* _Given request_:
Type out all the records word for word. Any pictures are to be left out.

Position annotation records
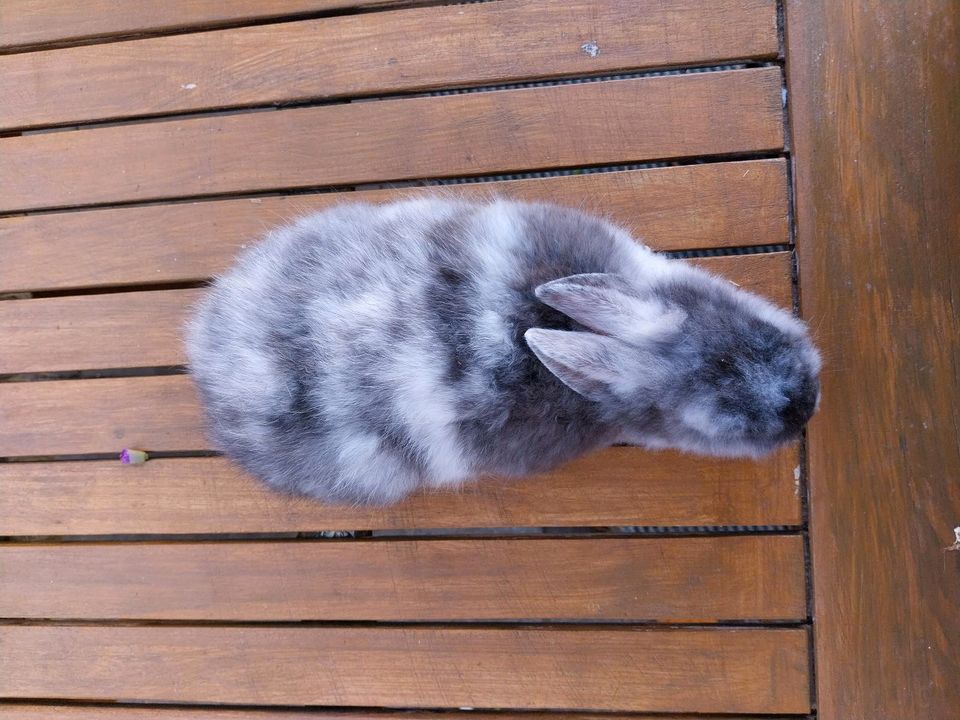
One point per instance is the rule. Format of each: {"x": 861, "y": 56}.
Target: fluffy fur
{"x": 366, "y": 351}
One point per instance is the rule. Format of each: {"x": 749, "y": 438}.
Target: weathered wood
{"x": 875, "y": 97}
{"x": 26, "y": 23}
{"x": 375, "y": 54}
{"x": 693, "y": 670}
{"x": 106, "y": 415}
{"x": 113, "y": 712}
{"x": 619, "y": 486}
{"x": 138, "y": 329}
{"x": 476, "y": 133}
{"x": 142, "y": 329}
{"x": 673, "y": 208}
{"x": 683, "y": 579}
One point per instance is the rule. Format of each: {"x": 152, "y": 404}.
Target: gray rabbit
{"x": 367, "y": 351}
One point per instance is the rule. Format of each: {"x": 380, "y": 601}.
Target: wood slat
{"x": 83, "y": 416}
{"x": 469, "y": 134}
{"x": 138, "y": 329}
{"x": 692, "y": 670}
{"x": 37, "y": 22}
{"x": 619, "y": 486}
{"x": 875, "y": 99}
{"x": 375, "y": 54}
{"x": 686, "y": 579}
{"x": 694, "y": 206}
{"x": 26, "y": 711}
{"x": 141, "y": 329}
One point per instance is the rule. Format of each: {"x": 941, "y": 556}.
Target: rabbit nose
{"x": 800, "y": 405}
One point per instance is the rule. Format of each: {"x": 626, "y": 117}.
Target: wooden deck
{"x": 142, "y": 144}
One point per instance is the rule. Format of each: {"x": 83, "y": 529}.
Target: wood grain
{"x": 619, "y": 486}
{"x": 105, "y": 415}
{"x": 25, "y": 23}
{"x": 138, "y": 329}
{"x": 673, "y": 208}
{"x": 683, "y": 579}
{"x": 142, "y": 329}
{"x": 376, "y": 54}
{"x": 470, "y": 134}
{"x": 26, "y": 711}
{"x": 694, "y": 670}
{"x": 875, "y": 96}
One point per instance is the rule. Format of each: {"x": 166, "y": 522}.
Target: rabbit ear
{"x": 608, "y": 304}
{"x": 585, "y": 362}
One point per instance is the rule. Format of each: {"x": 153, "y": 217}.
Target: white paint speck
{"x": 956, "y": 542}
{"x": 591, "y": 48}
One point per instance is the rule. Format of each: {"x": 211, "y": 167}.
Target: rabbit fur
{"x": 366, "y": 351}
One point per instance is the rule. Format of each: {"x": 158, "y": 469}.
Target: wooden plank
{"x": 409, "y": 138}
{"x": 26, "y": 711}
{"x": 376, "y": 54}
{"x": 694, "y": 206}
{"x": 875, "y": 106}
{"x": 142, "y": 329}
{"x": 692, "y": 670}
{"x": 26, "y": 23}
{"x": 82, "y": 416}
{"x": 139, "y": 329}
{"x": 619, "y": 486}
{"x": 681, "y": 579}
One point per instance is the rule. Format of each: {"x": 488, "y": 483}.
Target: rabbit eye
{"x": 723, "y": 363}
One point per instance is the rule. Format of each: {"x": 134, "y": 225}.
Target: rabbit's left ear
{"x": 608, "y": 304}
{"x": 589, "y": 364}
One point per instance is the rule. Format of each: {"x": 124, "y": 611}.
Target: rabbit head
{"x": 686, "y": 360}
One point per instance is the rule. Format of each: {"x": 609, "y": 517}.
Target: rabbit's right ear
{"x": 587, "y": 363}
{"x": 608, "y": 304}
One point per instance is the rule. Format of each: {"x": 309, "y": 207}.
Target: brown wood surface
{"x": 104, "y": 415}
{"x": 37, "y": 22}
{"x": 486, "y": 132}
{"x": 680, "y": 579}
{"x": 141, "y": 329}
{"x": 875, "y": 92}
{"x": 693, "y": 670}
{"x": 27, "y": 711}
{"x": 619, "y": 486}
{"x": 672, "y": 208}
{"x": 138, "y": 329}
{"x": 375, "y": 54}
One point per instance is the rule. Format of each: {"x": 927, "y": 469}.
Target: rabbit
{"x": 367, "y": 351}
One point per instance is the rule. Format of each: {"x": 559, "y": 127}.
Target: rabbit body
{"x": 367, "y": 351}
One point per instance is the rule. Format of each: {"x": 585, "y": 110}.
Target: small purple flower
{"x": 133, "y": 457}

* _Answer below_:
One point per instance is the rule. Format of each: {"x": 861, "y": 56}.
Target: fluffy fur
{"x": 366, "y": 351}
One point per instance is the rule. Format of each: {"x": 749, "y": 438}.
Target: weathered wood
{"x": 875, "y": 97}
{"x": 26, "y": 23}
{"x": 375, "y": 54}
{"x": 693, "y": 670}
{"x": 106, "y": 415}
{"x": 113, "y": 712}
{"x": 619, "y": 486}
{"x": 138, "y": 329}
{"x": 476, "y": 133}
{"x": 142, "y": 329}
{"x": 673, "y": 208}
{"x": 683, "y": 579}
One point per instance is the rule. Format of each: {"x": 152, "y": 404}.
Target: gray rabbit
{"x": 367, "y": 351}
One point per instance is the rule. Format of each: {"x": 380, "y": 601}.
Target: wood slat
{"x": 83, "y": 416}
{"x": 469, "y": 134}
{"x": 138, "y": 329}
{"x": 692, "y": 670}
{"x": 37, "y": 22}
{"x": 619, "y": 486}
{"x": 875, "y": 99}
{"x": 375, "y": 54}
{"x": 686, "y": 579}
{"x": 694, "y": 206}
{"x": 26, "y": 711}
{"x": 141, "y": 329}
One point per instance is the rule. Format of each: {"x": 941, "y": 556}.
Target: rabbit nose
{"x": 800, "y": 405}
One point per instance is the rule. Format of each: {"x": 626, "y": 117}.
Target: wooden deck
{"x": 142, "y": 144}
One point per instance is the rule. Format of each: {"x": 83, "y": 529}.
Target: wood grain
{"x": 619, "y": 486}
{"x": 105, "y": 415}
{"x": 25, "y": 23}
{"x": 138, "y": 329}
{"x": 673, "y": 208}
{"x": 683, "y": 579}
{"x": 142, "y": 329}
{"x": 376, "y": 54}
{"x": 470, "y": 134}
{"x": 26, "y": 711}
{"x": 694, "y": 670}
{"x": 875, "y": 96}
One point per instance is the rule. Format of each: {"x": 166, "y": 522}.
Target: rabbit ear
{"x": 608, "y": 304}
{"x": 585, "y": 362}
One point per instance is the rule. Format of each: {"x": 153, "y": 217}.
Target: white paint speck
{"x": 956, "y": 542}
{"x": 591, "y": 48}
One point per instance is the rule. Format of each: {"x": 211, "y": 167}.
Target: rabbit fur
{"x": 366, "y": 351}
One point per instance is the rule. Format of each: {"x": 158, "y": 469}.
Target: wooden plank
{"x": 409, "y": 138}
{"x": 26, "y": 711}
{"x": 376, "y": 54}
{"x": 694, "y": 206}
{"x": 875, "y": 106}
{"x": 142, "y": 329}
{"x": 692, "y": 670}
{"x": 26, "y": 23}
{"x": 82, "y": 416}
{"x": 139, "y": 329}
{"x": 619, "y": 486}
{"x": 681, "y": 579}
One point per instance is the rule. Format of each: {"x": 488, "y": 483}.
Target: rabbit eye
{"x": 723, "y": 363}
One point per instance is the rule. Format of each: {"x": 134, "y": 225}.
Target: rabbit's left ear
{"x": 608, "y": 304}
{"x": 589, "y": 364}
One point per instance is the rule. Format of each: {"x": 124, "y": 611}.
Target: rabbit head
{"x": 686, "y": 360}
One point per instance is the rule. Format of each: {"x": 609, "y": 517}.
Target: rabbit's right ear
{"x": 587, "y": 363}
{"x": 608, "y": 304}
One point per instance is the rule. Format of each: {"x": 309, "y": 207}.
Target: brown wood surface
{"x": 104, "y": 415}
{"x": 37, "y": 22}
{"x": 486, "y": 132}
{"x": 680, "y": 579}
{"x": 141, "y": 329}
{"x": 875, "y": 92}
{"x": 693, "y": 670}
{"x": 27, "y": 711}
{"x": 619, "y": 486}
{"x": 672, "y": 208}
{"x": 138, "y": 329}
{"x": 375, "y": 54}
One point per instance is the rule. Format of each: {"x": 927, "y": 469}.
Target: rabbit
{"x": 367, "y": 351}
One point per instance is the rule. Format of each: {"x": 559, "y": 127}.
Target: rabbit body
{"x": 367, "y": 351}
One point per instance is the rule. Format of each: {"x": 585, "y": 110}.
Target: small purple flower
{"x": 133, "y": 457}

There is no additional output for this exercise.